> **WORK INSTRUCTIONS**
Transcribe the entries below exactly.

-- START DATA SHOWN --

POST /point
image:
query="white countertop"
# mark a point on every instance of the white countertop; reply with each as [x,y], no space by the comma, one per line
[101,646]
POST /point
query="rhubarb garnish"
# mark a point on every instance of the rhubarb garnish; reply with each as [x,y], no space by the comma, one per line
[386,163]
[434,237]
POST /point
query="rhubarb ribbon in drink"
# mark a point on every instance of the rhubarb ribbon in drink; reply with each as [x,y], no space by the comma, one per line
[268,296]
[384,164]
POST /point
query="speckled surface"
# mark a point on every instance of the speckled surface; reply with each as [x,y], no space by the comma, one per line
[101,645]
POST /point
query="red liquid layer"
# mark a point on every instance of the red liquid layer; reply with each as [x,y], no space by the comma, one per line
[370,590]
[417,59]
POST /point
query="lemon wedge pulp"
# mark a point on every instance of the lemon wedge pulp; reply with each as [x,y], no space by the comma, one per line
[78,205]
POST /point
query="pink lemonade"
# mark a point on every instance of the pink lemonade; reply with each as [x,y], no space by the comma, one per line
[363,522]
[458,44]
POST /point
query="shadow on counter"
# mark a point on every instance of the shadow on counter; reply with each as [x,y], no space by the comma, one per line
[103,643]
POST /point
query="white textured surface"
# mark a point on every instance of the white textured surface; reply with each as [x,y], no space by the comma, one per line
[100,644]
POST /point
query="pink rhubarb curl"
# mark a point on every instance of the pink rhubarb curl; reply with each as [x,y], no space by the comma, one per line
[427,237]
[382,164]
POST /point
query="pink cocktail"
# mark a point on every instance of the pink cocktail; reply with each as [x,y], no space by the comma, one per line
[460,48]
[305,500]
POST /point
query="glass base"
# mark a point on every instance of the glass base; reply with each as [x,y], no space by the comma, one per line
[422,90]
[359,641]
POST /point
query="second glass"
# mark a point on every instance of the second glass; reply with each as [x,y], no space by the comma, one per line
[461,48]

-- END DATA SHOWN --

> **RIGHT ANSWER**
POST /point
image:
query="white countertop"
# mark a point on every instance of the white countertop; reply with each as [x,y], no space by the comma, one per line
[101,646]
POST /point
query="rhubarb garnish"
# mark a point on every instance of the rhubarb garnish; reply with each as [x,y], no space by the comma, one per line
[386,163]
[434,237]
POST /point
query="rhubarb ribbon in drink"
# mark a point on every instance of the rhubarb ribbon in drink; reply with each as [x,y], no space by the comma, one per line
[268,296]
[384,164]
POST /point
query="speckled surface"
# mark a point on every instance of the speckled surface; reply with each as [x,y], no space by the comma, one per line
[101,645]
POST /point
query="red liquid layer"
# mark a point on every instance of the red liquid layer; reply with each as [x,y], no space by the comma, one per line
[370,590]
[417,59]
POST /point
query="lemon wedge pulp"
# mark a point on every instance of the lemon wedge pulp; reply with each as [x,y], no space by the comma, one per line
[78,205]
POST /point
query="pink lemonade"
# mark a point on every instance of the pink lemonade; reply with each as [x,y], no space by the comma, one per line
[363,522]
[458,44]
POST /point
query="shadow on counter"
# mark a point on every instance of the shadow on counter; reply with each as [x,y], no space by the comma, one per line
[103,643]
POST /point
query="white textured surface"
# mark a point on every instance of the white textured surface; reply with each as [x,y], no space by the comma, one per line
[100,644]
POST /point
query="pink rhubarb curl"
# mark a point on every instance of the pink rhubarb curl; reply with each as [x,y], no space by the comma, one per line
[427,237]
[382,164]
POST /point
query="pink cocktail"
# mark a point on every instance of the pink cocktail; reply with each as [x,y], no space by the comma, one per line
[460,48]
[305,500]
POST /point
query="glass base"
# mark a point on every instance of the glass base; reply with each as [x,y], no space by the comma, one per line
[422,90]
[359,641]
POST /point
query="second glass"
# mark a point on every instance of the second glass; reply with each as [x,y], no space by the comma, one per line
[461,48]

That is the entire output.